------ Source data ------

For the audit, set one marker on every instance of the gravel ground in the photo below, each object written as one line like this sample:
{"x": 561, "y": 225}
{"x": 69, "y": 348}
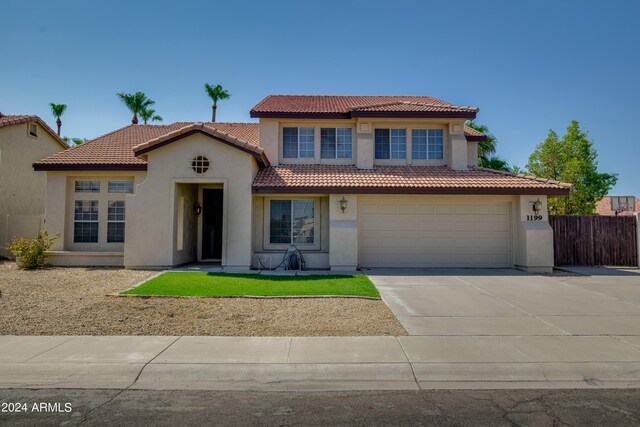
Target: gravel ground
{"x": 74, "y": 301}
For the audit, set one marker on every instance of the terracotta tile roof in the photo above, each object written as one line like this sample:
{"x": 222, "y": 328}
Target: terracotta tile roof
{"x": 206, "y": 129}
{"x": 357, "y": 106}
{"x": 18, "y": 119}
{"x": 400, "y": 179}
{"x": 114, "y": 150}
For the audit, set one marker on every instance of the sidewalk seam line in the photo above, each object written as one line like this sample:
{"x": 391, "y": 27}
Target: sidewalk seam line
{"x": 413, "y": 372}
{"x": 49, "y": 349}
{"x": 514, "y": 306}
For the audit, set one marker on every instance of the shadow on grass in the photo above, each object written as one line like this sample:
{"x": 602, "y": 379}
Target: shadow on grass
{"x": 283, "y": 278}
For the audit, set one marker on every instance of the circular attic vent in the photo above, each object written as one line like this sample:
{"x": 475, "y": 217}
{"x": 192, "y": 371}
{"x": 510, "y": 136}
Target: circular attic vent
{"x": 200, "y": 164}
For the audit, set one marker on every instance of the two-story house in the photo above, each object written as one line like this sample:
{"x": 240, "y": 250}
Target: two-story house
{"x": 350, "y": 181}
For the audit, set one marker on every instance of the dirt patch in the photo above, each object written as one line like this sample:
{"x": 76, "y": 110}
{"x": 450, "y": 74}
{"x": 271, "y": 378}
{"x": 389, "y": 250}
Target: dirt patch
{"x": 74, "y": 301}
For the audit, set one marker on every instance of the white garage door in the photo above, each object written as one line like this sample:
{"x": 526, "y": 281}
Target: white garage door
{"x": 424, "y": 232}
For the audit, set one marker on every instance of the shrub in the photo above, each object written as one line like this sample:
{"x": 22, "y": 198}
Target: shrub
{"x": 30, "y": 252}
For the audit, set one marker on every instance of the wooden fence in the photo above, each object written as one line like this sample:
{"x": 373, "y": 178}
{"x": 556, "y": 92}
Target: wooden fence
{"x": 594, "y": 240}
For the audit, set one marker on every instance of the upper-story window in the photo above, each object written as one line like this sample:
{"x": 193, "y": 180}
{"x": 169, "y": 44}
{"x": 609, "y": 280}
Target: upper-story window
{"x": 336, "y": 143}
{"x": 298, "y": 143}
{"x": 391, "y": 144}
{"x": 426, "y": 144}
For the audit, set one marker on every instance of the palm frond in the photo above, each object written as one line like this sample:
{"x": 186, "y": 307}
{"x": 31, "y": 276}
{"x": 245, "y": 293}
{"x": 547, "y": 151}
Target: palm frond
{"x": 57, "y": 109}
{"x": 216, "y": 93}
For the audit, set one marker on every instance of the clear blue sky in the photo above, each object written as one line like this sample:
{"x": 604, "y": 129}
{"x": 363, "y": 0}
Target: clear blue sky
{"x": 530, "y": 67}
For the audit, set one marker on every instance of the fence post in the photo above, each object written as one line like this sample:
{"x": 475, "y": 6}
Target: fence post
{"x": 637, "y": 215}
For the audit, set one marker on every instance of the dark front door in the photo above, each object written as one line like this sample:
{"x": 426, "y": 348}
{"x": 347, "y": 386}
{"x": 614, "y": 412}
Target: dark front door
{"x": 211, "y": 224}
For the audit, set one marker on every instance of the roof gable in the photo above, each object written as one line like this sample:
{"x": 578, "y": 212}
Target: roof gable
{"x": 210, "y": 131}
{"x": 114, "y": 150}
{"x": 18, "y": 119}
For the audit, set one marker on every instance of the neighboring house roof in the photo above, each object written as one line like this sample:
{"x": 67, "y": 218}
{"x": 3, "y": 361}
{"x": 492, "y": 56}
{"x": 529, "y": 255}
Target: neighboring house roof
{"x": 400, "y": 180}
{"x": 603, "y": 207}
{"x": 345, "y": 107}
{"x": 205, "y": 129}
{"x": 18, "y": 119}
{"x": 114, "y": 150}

------

*Short problem*.
Scale the rows starting at the line containing "of the roof" and ending at the end of the rows, both ends included, by reproducing every line (requests too) with each x and y coordinate in the answers multiplied by 1.85 and rounded to a whole number, halves up. Leave the requests and their sample coordinates unchanged.

*Exercise result*.
For the audit, set one marker on every instance of the roof gable in the photo above, each object written as one line like this sample:
{"x": 578, "y": 212}
Target: roof gable
{"x": 389, "y": 242}
{"x": 211, "y": 278}
{"x": 33, "y": 220}
For the audit, set one marker on every instance of the neighboring house roof in the photo above, each object written as one line like this sample:
{"x": 67, "y": 218}
{"x": 3, "y": 361}
{"x": 492, "y": 56}
{"x": 529, "y": 255}
Target: neighboring house roof
{"x": 740, "y": 333}
{"x": 1116, "y": 383}
{"x": 638, "y": 198}
{"x": 379, "y": 239}
{"x": 33, "y": 220}
{"x": 211, "y": 278}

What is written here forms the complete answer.